What to work on
1) In the Jabuk passage, on what date was the name officially changed from Marmon Jabuk to Jabuk?
2) From the Jabuk passage, return the words verbatim, starting at "The name appears" and ending at "longer in use.".

Document passage
○ ○ ○ ○
Jabuk (formerly Marmon Jabuk) is a locality in the Australian state of South Australia located about 142 km south-east of the state capital of Adelaide and respectively about 78 km west and 58 km east of the municipal seats of Pinnaroo and Tailem Bend.

It began originally by 1908 as a private subdivision of section 5 in the cadastral unit of the Hundred of Peake by a local landowner known as "Mr.Cross of Wellington". In several sources, it has been described as a private town. The name was officially altered from Marmon Jabuk to Jabuk on 20 February 1941. Boundaries for the locality were created on 12 August 1999 for the portion within the Southern Mallee District Council and on 24 August 2000 for the portion within the Coorong District Council.

The name appears to be derived from the nearby Marmon Jabuk Range, but the origin of that name is unclear. It could be named from an Afghan word by a cameleer, or from a local Aboriginal word.

The 'private town' is located in the approximate centre of the locality with the Mallee Highway to its north and the Pinnaroo railway line to its south.

There is also a war memorial, institute, football oval, tennis courts with lights and a play ground. Jabuk has a tennis club with a senior section. The football oval is no longer in use, and now farmed, and its clubrooms are used by the Jabuk tennis team. The Epiphany Lutheran Church, the foundation stone being laid on 7 February 1960, has long been closed. There is also a Baptist church which is no longer in use.

Jabuk is located within the federal division of Barker, the state electoral district of Hammond and the local government areas of the Coorong District Council and the Southern Mallee District Council.
○ ○ ○ ○
Data extracts

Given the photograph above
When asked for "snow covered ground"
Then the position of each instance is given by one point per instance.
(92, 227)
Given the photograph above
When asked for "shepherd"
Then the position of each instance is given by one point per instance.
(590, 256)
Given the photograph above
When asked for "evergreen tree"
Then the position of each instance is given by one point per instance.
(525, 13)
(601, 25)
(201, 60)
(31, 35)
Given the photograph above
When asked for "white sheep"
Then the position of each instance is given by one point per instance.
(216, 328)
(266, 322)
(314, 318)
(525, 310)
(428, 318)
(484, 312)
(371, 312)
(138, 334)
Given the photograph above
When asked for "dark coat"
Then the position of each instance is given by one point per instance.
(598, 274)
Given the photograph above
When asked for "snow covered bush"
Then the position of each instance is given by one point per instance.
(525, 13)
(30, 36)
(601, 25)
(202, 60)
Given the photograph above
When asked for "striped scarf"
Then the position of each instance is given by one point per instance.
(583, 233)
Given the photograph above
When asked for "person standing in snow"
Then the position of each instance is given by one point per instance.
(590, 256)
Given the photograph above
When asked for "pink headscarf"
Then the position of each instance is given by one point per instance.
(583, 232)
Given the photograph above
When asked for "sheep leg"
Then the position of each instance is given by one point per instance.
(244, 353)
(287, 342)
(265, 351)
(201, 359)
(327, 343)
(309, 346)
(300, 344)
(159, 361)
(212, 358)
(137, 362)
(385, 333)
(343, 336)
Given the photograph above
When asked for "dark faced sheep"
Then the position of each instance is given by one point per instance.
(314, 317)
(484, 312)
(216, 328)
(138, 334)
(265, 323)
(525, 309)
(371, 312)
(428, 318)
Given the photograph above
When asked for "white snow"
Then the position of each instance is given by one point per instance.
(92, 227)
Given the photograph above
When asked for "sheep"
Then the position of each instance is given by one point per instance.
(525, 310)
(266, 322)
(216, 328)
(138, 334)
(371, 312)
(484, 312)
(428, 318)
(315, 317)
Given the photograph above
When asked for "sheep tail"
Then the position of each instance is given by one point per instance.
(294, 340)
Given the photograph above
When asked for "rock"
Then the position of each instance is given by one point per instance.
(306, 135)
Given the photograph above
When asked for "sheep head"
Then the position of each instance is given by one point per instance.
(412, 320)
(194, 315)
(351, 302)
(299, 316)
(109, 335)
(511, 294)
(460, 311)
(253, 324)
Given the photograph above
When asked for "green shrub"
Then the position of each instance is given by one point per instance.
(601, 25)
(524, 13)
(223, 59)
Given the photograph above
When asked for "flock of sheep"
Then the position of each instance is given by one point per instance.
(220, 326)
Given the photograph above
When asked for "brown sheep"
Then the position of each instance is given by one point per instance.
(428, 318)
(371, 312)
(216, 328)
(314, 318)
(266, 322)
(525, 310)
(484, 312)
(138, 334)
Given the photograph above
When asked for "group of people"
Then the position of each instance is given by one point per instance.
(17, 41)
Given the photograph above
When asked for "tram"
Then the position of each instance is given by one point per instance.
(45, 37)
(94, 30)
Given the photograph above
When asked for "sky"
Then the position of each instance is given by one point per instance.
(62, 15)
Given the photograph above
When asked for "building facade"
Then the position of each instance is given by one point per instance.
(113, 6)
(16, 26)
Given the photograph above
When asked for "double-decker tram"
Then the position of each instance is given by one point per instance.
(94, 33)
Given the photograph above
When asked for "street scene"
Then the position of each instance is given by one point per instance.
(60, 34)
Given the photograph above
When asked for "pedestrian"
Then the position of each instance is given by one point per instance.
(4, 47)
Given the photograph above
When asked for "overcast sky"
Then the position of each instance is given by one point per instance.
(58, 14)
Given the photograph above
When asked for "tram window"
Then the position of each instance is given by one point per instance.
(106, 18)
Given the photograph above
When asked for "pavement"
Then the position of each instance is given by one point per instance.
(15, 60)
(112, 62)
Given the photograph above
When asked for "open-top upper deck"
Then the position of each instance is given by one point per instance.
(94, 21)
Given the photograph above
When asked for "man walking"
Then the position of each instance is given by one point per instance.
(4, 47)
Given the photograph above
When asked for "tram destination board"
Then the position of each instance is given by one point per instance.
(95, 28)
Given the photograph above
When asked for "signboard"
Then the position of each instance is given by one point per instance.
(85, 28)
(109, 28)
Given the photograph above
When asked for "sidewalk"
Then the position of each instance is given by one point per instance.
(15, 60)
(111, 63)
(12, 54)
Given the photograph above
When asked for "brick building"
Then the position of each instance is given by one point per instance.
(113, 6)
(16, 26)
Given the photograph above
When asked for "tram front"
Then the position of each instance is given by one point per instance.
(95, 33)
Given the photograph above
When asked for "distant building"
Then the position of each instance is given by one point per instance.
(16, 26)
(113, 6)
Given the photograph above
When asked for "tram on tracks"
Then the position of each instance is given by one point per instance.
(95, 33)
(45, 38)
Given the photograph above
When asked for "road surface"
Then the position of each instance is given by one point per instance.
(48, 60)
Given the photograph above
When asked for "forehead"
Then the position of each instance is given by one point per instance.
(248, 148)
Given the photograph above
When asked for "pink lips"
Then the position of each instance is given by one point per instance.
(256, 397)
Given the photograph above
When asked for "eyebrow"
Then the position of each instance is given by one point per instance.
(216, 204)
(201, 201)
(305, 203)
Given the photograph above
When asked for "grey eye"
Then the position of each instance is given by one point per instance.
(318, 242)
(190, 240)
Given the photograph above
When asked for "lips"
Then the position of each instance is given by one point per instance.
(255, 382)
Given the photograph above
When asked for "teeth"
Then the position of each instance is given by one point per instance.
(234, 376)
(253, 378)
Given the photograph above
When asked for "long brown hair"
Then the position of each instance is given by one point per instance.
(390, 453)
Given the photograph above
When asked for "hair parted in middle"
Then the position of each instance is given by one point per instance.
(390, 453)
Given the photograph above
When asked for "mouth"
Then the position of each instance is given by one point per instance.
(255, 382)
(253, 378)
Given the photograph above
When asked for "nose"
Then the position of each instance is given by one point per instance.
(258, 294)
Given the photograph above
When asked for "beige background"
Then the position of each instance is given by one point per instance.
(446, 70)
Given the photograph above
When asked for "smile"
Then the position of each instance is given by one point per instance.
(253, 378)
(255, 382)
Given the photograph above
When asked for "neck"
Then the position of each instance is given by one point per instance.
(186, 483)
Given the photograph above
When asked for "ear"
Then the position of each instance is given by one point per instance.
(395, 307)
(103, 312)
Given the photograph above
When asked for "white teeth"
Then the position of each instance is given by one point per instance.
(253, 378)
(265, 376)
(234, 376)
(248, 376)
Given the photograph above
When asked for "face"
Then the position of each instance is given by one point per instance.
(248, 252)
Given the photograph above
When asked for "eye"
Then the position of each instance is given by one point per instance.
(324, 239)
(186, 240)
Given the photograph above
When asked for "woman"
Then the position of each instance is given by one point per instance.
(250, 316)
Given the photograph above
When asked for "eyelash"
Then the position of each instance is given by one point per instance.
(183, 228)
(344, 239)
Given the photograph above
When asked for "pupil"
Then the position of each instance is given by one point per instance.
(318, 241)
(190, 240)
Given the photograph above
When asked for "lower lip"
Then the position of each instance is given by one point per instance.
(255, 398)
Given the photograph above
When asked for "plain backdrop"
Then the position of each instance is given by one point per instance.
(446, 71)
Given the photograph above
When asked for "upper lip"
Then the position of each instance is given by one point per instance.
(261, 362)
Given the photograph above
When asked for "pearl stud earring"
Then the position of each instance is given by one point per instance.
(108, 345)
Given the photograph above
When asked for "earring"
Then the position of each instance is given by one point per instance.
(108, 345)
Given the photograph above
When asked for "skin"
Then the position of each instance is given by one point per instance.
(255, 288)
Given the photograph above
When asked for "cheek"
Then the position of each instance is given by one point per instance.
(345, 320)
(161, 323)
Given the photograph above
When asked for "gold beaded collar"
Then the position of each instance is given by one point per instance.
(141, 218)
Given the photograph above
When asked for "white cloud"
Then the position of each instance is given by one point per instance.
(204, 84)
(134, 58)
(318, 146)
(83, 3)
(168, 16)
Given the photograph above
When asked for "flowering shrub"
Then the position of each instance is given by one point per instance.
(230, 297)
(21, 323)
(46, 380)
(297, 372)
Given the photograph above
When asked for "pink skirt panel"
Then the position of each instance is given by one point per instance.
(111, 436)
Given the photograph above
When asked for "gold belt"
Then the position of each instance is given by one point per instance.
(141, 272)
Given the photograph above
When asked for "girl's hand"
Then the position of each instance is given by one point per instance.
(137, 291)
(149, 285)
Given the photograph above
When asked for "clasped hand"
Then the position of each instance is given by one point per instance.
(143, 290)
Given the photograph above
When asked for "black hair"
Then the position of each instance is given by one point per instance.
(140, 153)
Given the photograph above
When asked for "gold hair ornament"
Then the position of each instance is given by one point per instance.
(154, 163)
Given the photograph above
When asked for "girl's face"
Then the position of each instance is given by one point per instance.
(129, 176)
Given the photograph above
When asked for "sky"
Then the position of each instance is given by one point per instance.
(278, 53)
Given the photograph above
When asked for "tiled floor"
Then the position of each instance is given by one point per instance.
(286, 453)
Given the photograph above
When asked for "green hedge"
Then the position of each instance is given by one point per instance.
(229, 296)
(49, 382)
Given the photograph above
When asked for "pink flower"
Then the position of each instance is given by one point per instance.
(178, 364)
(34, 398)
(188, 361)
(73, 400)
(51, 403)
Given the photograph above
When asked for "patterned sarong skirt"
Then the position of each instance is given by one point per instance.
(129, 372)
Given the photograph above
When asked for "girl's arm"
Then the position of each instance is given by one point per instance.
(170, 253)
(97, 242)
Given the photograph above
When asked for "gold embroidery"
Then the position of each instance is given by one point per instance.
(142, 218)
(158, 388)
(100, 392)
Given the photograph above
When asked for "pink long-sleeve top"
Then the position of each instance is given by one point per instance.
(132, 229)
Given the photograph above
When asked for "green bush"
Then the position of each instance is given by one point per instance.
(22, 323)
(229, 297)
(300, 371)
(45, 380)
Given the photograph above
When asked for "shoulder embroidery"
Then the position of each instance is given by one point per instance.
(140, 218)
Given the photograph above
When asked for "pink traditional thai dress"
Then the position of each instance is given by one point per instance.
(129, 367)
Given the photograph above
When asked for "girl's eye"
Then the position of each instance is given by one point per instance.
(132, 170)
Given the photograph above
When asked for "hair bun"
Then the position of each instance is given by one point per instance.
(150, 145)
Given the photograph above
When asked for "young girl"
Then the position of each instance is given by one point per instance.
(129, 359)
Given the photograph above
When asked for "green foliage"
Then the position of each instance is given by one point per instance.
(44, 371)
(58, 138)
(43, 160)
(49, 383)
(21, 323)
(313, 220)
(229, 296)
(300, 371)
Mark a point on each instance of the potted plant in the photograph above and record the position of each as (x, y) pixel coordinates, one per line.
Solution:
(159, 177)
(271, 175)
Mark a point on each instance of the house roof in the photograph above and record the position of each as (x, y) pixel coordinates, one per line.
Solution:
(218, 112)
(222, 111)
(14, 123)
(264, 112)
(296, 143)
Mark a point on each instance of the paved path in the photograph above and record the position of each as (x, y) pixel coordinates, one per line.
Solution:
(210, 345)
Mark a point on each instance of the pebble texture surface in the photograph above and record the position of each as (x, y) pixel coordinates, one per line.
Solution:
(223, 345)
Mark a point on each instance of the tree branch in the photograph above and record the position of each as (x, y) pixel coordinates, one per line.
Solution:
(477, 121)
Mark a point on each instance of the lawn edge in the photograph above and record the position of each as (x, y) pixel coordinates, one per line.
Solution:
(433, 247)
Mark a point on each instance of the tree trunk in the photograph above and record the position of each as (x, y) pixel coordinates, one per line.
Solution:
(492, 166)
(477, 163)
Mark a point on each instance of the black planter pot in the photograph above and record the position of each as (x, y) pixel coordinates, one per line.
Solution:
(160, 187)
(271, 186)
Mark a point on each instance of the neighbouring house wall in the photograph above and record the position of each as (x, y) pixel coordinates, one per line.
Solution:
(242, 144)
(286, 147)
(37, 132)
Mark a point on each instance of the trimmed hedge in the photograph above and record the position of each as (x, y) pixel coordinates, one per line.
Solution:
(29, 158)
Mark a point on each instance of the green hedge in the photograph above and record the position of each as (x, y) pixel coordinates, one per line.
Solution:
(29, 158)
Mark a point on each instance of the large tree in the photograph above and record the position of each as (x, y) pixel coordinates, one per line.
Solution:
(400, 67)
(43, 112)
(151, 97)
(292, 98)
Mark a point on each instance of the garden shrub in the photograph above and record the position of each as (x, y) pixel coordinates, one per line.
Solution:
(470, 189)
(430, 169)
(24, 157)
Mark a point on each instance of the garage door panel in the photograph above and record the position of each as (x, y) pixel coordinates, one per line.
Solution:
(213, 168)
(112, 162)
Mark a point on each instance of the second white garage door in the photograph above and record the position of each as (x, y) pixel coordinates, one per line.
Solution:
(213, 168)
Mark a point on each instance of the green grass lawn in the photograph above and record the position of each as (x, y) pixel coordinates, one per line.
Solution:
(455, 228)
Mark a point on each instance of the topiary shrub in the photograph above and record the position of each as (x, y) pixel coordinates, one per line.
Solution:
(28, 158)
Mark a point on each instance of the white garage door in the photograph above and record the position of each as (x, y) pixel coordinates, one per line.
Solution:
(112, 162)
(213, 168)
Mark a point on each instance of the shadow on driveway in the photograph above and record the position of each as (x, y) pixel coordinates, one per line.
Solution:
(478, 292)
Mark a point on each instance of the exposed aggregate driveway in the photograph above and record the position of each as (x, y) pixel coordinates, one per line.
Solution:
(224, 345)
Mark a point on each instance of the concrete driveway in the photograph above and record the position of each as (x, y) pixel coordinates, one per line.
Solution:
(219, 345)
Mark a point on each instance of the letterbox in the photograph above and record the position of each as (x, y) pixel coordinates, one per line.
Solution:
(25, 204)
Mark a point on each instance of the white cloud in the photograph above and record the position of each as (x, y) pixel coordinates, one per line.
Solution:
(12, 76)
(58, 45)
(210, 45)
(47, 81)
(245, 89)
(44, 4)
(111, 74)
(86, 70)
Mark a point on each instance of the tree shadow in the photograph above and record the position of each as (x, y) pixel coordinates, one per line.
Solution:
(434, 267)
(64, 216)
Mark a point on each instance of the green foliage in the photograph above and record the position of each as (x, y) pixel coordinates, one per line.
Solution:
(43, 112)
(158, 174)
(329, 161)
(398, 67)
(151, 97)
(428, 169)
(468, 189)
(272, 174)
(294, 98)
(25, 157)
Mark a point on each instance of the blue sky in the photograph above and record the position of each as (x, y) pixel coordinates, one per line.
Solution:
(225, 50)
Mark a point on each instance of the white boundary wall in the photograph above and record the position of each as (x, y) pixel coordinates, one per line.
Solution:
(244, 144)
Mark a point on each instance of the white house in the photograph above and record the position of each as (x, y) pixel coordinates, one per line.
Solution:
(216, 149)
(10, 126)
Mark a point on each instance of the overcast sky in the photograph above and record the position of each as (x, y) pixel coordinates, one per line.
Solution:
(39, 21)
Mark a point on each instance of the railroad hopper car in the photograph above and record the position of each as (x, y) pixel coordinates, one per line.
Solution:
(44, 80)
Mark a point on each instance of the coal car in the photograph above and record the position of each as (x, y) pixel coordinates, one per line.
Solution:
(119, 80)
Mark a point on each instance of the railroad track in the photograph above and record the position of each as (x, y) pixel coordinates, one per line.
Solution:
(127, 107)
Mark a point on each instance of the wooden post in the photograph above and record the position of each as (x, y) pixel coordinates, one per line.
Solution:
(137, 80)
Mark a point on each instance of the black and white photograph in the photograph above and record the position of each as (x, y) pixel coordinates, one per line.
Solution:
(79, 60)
○ ○ ○ ○
Results for each task
1) 20 February 1941

2)
The name appears to be derived from the nearby Marmon Jabuk Range, but the origin of that name is unclear. It could be named from an Afghan word by a cameleer, or from a local Aboriginal word.

The 'private town' is located in the approximate centre of the locality with the Mallee Highway to its north and the Pinnaroo railway line to its south.

There is also a war memorial, institute, football oval, tennis courts with lights and a play ground. Jabuk has a tennis club with a senior section. The football oval is no longer in use, and now farmed, and its clubrooms are used by the Jabuk tennis team. The Epiphany Lutheran Church, the foundation stone being laid on 7 February 1960, has long been closed. There is also a Baptist church which is no longer in use.